## GIVEN REQUEST
Render the rows from the line containing "tan pickup truck => bbox" through the line containing "(49, 317), (241, 550)" as a JSON list of strings, one string per line, skipping blank lines.

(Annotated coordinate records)
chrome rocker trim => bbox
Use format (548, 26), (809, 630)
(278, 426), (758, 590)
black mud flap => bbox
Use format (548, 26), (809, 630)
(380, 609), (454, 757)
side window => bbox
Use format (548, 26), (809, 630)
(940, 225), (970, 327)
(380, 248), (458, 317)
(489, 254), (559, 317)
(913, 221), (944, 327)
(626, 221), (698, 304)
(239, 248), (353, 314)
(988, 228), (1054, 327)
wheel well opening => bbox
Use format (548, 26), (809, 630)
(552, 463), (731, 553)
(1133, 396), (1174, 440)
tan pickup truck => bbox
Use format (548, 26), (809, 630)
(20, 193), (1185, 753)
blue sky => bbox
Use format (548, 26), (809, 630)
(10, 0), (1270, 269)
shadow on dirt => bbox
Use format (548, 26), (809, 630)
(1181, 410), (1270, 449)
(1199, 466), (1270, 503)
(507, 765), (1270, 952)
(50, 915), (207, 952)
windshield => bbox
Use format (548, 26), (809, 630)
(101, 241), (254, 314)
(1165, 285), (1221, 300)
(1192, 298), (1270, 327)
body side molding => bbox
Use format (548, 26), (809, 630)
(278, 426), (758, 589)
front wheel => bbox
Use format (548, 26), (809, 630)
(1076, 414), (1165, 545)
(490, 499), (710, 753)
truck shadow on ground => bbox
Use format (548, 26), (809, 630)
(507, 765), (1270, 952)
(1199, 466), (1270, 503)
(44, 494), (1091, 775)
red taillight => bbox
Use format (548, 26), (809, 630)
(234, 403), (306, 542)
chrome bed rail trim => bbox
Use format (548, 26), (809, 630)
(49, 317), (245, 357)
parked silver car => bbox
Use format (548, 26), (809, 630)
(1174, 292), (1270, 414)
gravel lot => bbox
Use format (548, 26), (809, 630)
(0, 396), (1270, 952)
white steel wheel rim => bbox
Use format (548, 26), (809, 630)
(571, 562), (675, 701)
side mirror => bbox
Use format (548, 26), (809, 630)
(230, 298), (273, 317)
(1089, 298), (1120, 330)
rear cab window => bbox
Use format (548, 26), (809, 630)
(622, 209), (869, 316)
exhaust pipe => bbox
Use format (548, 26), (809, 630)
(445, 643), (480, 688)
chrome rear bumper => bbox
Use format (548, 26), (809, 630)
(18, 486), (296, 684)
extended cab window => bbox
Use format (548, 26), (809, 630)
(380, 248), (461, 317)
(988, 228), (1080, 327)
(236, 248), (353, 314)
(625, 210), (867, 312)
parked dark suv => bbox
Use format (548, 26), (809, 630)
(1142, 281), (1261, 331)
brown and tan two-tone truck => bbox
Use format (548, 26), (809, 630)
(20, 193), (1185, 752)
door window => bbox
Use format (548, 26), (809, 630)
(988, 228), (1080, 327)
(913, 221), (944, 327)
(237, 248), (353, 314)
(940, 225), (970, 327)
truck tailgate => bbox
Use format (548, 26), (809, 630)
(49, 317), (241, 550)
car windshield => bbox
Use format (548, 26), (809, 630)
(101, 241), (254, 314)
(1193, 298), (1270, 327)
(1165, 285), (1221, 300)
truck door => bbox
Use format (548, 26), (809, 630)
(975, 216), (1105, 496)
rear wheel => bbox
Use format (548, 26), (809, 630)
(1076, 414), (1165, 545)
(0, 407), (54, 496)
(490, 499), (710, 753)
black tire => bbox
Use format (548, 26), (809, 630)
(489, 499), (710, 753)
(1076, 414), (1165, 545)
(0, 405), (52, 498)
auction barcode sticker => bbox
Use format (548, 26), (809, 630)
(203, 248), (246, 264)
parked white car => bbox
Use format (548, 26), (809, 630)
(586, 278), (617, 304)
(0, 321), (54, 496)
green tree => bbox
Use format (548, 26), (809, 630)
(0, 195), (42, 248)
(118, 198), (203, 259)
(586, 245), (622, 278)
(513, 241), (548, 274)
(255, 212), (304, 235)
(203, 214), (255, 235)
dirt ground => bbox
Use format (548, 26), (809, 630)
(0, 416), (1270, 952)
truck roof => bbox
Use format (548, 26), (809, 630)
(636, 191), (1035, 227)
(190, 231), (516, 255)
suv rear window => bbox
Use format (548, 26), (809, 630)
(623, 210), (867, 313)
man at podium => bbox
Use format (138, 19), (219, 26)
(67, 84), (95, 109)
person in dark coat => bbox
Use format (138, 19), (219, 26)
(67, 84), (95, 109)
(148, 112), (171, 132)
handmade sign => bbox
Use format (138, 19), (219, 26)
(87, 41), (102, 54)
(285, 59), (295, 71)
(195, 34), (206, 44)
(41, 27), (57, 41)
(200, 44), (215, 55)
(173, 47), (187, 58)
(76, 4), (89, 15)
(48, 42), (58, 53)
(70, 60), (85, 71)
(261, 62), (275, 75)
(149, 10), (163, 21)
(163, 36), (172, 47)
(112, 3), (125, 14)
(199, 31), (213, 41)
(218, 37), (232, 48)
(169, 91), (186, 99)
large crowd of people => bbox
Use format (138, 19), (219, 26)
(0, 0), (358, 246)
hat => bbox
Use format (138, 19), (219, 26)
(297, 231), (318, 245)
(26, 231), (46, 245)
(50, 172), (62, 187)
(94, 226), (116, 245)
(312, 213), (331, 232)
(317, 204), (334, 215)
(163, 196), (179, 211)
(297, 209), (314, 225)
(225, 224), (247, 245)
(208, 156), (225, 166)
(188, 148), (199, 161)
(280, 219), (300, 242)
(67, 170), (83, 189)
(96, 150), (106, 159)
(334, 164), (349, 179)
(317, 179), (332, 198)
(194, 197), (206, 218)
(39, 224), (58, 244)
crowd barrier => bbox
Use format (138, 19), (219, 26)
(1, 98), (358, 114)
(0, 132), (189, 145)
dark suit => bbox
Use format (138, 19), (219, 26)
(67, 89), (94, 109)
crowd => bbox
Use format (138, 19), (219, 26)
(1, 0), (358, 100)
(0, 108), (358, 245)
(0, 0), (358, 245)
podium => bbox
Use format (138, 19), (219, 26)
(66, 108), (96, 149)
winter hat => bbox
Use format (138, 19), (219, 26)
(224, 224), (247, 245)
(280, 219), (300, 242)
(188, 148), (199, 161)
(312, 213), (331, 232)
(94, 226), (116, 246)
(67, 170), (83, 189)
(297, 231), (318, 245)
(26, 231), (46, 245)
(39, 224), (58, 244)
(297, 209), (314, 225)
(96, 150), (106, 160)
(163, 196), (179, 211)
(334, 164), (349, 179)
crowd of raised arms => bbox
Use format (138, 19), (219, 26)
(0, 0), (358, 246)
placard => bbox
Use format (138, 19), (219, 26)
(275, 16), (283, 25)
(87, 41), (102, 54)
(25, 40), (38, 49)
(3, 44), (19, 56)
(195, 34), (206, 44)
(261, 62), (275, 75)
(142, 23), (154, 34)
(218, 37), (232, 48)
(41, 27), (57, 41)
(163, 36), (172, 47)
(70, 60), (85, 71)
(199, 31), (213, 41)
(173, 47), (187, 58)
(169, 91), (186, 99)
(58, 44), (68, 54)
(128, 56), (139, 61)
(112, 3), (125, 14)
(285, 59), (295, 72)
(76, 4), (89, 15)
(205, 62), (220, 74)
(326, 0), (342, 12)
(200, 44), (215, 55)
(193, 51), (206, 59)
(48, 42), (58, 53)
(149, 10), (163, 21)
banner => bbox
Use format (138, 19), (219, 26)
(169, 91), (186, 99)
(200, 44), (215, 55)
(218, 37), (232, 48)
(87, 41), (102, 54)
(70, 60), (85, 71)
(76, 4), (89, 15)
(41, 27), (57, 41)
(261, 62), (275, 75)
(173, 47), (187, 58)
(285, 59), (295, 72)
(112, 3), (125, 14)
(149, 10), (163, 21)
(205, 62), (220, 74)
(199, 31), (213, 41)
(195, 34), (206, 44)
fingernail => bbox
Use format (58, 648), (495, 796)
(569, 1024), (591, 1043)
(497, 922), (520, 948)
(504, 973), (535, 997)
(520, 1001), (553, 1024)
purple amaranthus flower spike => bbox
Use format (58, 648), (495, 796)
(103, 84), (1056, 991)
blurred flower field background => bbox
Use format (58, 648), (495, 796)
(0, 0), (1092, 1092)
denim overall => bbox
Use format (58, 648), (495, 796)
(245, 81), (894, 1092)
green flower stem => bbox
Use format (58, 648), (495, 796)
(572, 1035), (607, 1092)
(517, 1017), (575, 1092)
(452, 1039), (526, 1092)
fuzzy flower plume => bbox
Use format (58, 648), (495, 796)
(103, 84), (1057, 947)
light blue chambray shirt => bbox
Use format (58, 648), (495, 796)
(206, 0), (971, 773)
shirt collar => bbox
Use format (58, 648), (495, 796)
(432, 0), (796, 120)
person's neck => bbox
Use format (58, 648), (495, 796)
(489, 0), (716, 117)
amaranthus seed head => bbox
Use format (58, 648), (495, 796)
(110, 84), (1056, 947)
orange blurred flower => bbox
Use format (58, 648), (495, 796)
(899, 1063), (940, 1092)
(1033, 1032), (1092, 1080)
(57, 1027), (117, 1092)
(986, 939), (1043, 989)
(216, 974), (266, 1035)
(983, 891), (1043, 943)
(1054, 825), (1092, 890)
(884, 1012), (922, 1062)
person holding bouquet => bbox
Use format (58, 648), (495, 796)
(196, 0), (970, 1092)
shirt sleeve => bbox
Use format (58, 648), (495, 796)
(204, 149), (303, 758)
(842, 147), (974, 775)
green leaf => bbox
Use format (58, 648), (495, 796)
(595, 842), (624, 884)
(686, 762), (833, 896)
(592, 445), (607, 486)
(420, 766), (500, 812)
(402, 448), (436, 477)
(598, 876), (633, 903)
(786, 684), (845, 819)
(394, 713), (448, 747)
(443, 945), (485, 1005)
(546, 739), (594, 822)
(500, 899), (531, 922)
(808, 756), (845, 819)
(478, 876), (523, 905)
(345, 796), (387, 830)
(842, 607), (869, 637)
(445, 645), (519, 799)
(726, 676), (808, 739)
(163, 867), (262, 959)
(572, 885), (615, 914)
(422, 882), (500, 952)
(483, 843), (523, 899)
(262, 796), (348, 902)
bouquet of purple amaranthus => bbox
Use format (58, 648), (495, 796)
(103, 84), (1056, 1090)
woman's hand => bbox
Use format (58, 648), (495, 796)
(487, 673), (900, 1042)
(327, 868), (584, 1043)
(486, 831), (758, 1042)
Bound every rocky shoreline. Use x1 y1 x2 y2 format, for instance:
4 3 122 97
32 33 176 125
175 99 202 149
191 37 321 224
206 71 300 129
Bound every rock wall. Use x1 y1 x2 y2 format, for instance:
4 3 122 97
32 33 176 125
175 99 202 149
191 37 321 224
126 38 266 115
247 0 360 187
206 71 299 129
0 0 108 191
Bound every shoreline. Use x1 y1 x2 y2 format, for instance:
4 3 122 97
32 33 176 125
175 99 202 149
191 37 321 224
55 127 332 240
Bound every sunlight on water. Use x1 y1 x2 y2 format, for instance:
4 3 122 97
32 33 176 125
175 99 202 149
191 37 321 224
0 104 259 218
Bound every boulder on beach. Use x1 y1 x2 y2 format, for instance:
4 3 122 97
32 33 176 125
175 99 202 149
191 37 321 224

## SOLUTION TO THE PROBLEM
[
  "tan pickup truck => bbox",
  "Use format (548, 26), (809, 630)",
  "(20, 193), (1185, 753)",
  "blue sky => bbox",
  "Use format (548, 26), (809, 630)",
  "(10, 0), (1270, 269)",
  "shadow on dirt => bbox",
  "Use format (548, 26), (809, 630)",
  "(1181, 410), (1270, 449)",
  "(1199, 466), (1270, 503)",
  "(507, 765), (1270, 952)",
  "(50, 915), (207, 952)",
  "windshield => bbox",
  "Use format (548, 26), (809, 630)",
  "(101, 241), (254, 314)",
  "(1165, 285), (1221, 300)",
  "(1192, 298), (1270, 327)",
  "body side molding => bbox",
  "Use format (548, 26), (809, 630)",
  "(278, 426), (758, 589)",
  "front wheel => bbox",
  "Use format (548, 26), (809, 630)",
  "(1076, 414), (1165, 545)",
  "(490, 499), (710, 753)",
  "truck shadow on ground => bbox",
  "Use format (548, 26), (809, 630)",
  "(507, 765), (1270, 952)",
  "(1199, 466), (1270, 503)",
  "(44, 494), (1091, 775)",
  "red taillight => bbox",
  "Use format (548, 26), (809, 630)",
  "(234, 403), (306, 542)",
  "chrome bed rail trim => bbox",
  "Use format (548, 26), (809, 630)",
  "(49, 317), (245, 357)",
  "parked silver car => bbox",
  "Use format (548, 26), (809, 630)",
  "(1174, 292), (1270, 414)",
  "gravel lot => bbox",
  "Use format (548, 26), (809, 630)",
  "(0, 396), (1270, 952)",
  "white steel wheel rim => bbox",
  "Use format (548, 26), (809, 630)",
  "(571, 562), (675, 701)",
  "side mirror => bbox",
  "Use format (548, 26), (809, 630)",
  "(230, 298), (273, 317)",
  "(1089, 298), (1120, 330)",
  "rear cab window => bbox",
  "Use format (548, 26), (809, 630)",
  "(622, 209), (869, 316)",
  "exhaust pipe => bbox",
  "Use format (548, 26), (809, 630)",
  "(445, 643), (480, 688)",
  "chrome rear bumper => bbox",
  "Use format (548, 26), (809, 630)",
  "(18, 486), (296, 684)",
  "extended cab window => bbox",
  "Use format (548, 26), (809, 630)",
  "(380, 248), (461, 317)",
  "(988, 228), (1080, 327)",
  "(236, 248), (353, 314)",
  "(625, 210), (867, 312)",
  "parked dark suv => bbox",
  "Use format (548, 26), (809, 630)",
  "(1142, 281), (1261, 331)",
  "brown and tan two-tone truck => bbox",
  "Use format (548, 26), (809, 630)",
  "(20, 193), (1185, 752)",
  "door window => bbox",
  "Use format (548, 26), (809, 630)",
  "(988, 228), (1080, 327)",
  "(913, 221), (944, 327)",
  "(237, 248), (353, 314)",
  "(940, 225), (970, 327)",
  "truck tailgate => bbox",
  "Use format (548, 26), (809, 630)",
  "(49, 317), (241, 550)"
]